Directive – The required output consists solely of the lines from the line containing "Place one keypoint on each instance of the bamboo" through the end of the records, copied exactly.

Material for the task –
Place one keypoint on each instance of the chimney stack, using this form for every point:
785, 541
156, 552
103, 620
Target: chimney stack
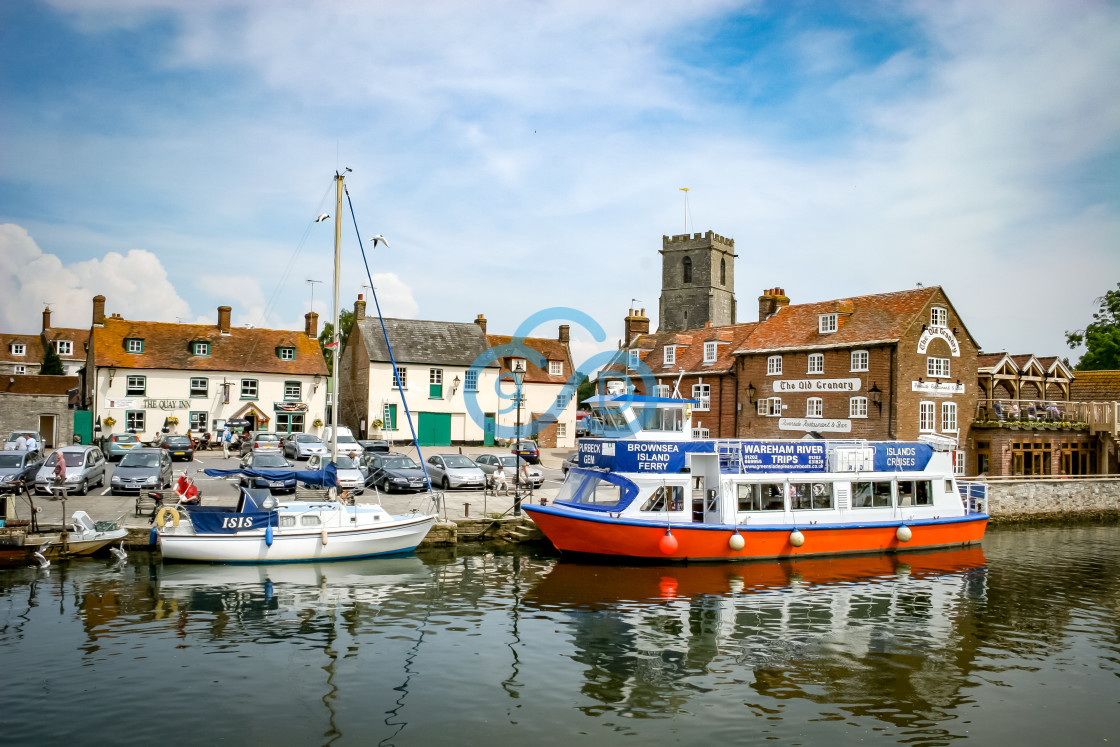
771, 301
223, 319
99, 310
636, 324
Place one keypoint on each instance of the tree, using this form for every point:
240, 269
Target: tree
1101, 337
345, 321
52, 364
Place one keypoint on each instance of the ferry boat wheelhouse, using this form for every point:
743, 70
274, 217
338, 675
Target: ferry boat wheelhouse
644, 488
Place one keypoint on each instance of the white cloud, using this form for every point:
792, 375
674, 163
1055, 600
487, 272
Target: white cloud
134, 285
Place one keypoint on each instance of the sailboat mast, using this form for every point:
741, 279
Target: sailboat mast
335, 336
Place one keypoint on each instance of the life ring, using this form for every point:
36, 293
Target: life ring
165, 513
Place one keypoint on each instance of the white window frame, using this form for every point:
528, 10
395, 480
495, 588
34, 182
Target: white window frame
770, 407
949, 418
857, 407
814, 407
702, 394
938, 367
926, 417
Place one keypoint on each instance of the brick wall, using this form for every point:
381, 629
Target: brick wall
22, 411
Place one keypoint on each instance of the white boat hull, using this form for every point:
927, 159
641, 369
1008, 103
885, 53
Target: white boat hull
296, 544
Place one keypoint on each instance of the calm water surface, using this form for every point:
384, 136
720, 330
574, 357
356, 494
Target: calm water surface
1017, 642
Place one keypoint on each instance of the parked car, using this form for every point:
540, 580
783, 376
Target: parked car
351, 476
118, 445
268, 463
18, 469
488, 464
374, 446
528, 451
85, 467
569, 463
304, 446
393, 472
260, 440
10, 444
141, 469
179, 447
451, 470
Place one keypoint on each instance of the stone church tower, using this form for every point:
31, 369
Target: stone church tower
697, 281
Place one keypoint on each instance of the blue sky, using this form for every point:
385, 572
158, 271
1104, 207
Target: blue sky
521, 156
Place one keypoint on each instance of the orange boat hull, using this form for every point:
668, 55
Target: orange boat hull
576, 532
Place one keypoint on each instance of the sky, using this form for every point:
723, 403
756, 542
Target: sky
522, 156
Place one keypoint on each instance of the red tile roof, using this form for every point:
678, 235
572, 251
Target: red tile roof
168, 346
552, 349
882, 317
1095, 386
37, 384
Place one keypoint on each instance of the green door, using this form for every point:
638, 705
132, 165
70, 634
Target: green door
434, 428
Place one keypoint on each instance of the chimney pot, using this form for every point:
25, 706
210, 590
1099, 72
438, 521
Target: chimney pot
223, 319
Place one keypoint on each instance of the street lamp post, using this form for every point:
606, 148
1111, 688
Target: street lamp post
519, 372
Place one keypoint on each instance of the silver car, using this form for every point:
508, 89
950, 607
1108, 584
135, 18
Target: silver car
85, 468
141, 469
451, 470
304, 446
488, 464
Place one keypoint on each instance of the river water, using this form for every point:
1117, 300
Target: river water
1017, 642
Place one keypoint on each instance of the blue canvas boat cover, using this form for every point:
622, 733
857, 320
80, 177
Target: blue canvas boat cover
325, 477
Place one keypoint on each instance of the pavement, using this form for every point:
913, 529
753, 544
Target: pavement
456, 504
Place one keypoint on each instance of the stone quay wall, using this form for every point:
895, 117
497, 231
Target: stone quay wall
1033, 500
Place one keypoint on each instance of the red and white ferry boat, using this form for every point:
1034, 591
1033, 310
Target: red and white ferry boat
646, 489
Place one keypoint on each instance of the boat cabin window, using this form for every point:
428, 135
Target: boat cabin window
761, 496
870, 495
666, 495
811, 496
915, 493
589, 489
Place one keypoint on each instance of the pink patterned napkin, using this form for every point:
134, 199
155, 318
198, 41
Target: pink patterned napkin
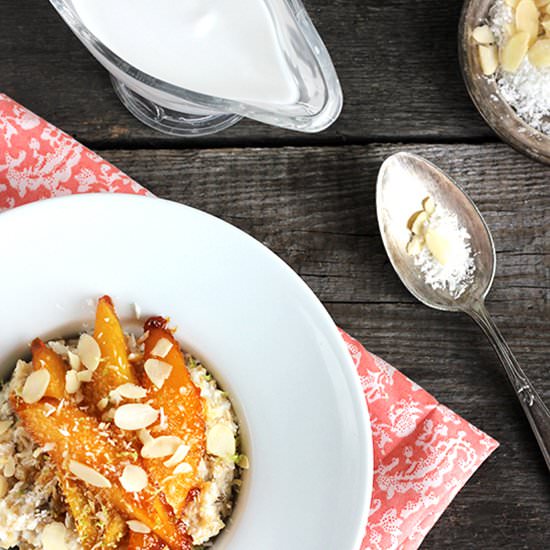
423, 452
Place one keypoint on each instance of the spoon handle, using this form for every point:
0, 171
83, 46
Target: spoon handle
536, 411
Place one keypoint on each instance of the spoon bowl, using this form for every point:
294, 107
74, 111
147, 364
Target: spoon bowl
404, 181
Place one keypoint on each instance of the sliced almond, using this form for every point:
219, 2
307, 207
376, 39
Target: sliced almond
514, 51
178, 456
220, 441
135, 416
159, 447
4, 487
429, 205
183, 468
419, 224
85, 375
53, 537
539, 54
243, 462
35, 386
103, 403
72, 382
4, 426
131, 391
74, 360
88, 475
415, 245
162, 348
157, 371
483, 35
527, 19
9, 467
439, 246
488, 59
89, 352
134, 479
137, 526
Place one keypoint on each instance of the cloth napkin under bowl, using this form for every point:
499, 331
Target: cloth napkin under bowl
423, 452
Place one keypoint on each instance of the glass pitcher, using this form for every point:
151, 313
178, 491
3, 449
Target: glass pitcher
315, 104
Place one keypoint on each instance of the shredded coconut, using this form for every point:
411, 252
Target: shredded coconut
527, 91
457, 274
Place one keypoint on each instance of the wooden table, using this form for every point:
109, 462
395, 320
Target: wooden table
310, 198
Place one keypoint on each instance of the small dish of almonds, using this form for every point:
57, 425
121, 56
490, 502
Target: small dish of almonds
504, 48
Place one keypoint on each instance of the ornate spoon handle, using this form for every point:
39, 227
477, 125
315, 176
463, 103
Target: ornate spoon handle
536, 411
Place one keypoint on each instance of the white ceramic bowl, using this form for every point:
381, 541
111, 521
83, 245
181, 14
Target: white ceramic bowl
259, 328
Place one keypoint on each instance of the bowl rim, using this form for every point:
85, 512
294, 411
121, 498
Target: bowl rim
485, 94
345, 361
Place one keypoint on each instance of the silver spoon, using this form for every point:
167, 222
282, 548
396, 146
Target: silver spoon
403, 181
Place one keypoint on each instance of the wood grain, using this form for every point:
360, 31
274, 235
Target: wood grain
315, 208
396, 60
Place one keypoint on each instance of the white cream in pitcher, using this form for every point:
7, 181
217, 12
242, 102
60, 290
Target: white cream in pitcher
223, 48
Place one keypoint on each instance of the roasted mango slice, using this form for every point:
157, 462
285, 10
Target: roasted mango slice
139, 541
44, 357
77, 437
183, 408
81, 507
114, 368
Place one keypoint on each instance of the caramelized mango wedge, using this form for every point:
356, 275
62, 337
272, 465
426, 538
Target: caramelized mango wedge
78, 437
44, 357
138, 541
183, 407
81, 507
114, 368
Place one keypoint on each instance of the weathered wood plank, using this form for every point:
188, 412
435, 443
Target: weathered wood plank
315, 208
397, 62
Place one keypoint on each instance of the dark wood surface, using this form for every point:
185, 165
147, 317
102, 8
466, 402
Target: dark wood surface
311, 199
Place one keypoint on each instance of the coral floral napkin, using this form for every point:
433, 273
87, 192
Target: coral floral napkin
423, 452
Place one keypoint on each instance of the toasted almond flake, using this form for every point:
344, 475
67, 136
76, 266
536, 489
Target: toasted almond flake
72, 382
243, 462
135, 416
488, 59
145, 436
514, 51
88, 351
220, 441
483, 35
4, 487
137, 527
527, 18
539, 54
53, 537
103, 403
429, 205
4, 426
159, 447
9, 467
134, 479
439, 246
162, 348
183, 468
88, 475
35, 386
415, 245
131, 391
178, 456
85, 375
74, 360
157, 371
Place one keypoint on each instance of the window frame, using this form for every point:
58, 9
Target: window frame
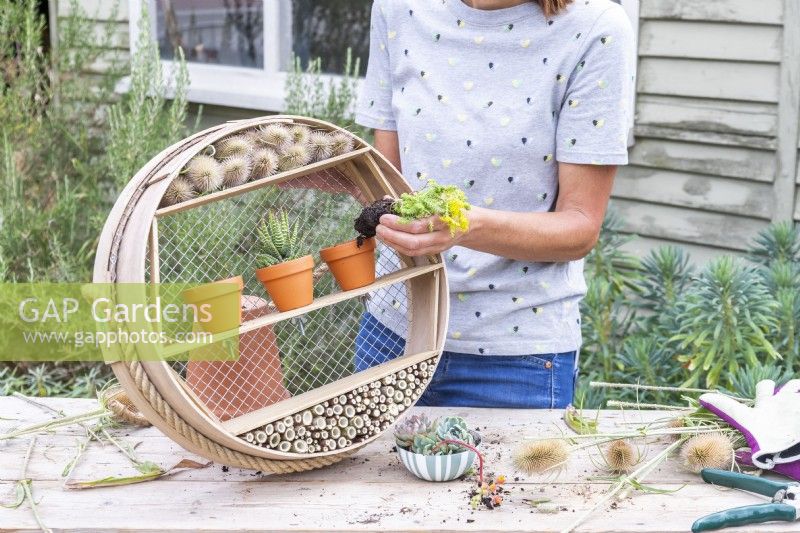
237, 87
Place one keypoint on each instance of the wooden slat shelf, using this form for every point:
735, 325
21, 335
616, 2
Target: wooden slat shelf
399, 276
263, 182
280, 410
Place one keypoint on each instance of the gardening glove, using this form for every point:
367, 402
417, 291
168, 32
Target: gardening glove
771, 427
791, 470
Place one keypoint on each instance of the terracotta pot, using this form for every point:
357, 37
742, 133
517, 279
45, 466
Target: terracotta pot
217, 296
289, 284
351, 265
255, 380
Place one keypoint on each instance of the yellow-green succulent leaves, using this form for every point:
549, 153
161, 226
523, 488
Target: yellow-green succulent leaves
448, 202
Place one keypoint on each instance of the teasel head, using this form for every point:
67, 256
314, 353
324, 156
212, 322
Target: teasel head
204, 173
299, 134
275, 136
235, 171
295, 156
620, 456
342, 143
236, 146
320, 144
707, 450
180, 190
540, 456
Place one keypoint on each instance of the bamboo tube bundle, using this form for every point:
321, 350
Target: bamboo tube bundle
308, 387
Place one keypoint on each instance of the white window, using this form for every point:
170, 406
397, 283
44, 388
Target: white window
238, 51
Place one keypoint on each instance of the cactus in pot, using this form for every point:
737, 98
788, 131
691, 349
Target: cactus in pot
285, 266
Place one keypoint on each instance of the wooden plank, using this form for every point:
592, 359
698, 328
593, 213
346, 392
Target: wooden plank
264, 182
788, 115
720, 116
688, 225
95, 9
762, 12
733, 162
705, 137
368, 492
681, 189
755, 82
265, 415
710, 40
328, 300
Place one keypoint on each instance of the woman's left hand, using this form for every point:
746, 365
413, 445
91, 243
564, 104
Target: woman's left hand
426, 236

The solution –
Place one keypoint on each instance of the bamboo tube bundle, using this form for every point:
321, 350
Target: bamboo tube bundle
308, 387
Place one keypoint on each instance of the white window, using this form for every point:
170, 406
397, 283
44, 388
Target: white window
238, 51
Place one keypoint on each instance of the cactus in pot, using this form for every point:
737, 98
788, 131
691, 349
Target: cactus in pot
285, 266
Place one keypoint on each instance of the wooden plank, using this form for every point:
592, 359
698, 328
593, 213
346, 392
Target: wooden plank
264, 182
788, 115
720, 116
688, 225
95, 9
762, 12
733, 162
705, 137
368, 492
681, 189
755, 82
265, 415
710, 40
328, 300
Place one keypoint on each instance of the woman's left hand, using this form for every point:
746, 365
413, 445
91, 243
564, 104
Target: woman's left hand
426, 236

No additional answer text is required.